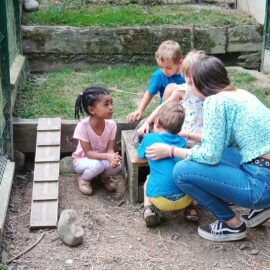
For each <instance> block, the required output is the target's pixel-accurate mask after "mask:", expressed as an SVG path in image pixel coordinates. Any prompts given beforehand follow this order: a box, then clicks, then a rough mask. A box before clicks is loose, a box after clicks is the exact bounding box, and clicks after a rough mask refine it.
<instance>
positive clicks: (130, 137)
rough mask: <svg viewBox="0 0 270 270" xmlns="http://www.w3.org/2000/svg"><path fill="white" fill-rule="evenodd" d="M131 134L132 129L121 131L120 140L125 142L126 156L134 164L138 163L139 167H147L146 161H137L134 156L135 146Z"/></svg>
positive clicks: (136, 163) (147, 165)
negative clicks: (129, 159) (121, 140)
mask: <svg viewBox="0 0 270 270" xmlns="http://www.w3.org/2000/svg"><path fill="white" fill-rule="evenodd" d="M133 136H134V130H123V131H122V140H124V142H125V144H126V150H127V152H128V156H129V158H130V160H131V162H132V163H134V164H140V167H144V166H145V167H147V166H148V163H147V161H145V162H137V161H136V159H135V157H136V155H137V150H136V148H135V146H134V145H133Z"/></svg>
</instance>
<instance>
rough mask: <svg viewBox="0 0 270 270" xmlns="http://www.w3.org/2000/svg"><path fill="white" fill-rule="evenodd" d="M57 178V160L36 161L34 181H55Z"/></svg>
mask: <svg viewBox="0 0 270 270" xmlns="http://www.w3.org/2000/svg"><path fill="white" fill-rule="evenodd" d="M58 179H59V162H51V163H36V164H35V169H34V181H35V182H39V181H57V180H58Z"/></svg>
* * * * * * *
### WHAT THE EXERCISE ASKS:
Please show the lines in the entries above that hold the string "positive".

### YOUR SOLUTION:
positive clicks: (130, 137)
positive clicks: (136, 163) (147, 165)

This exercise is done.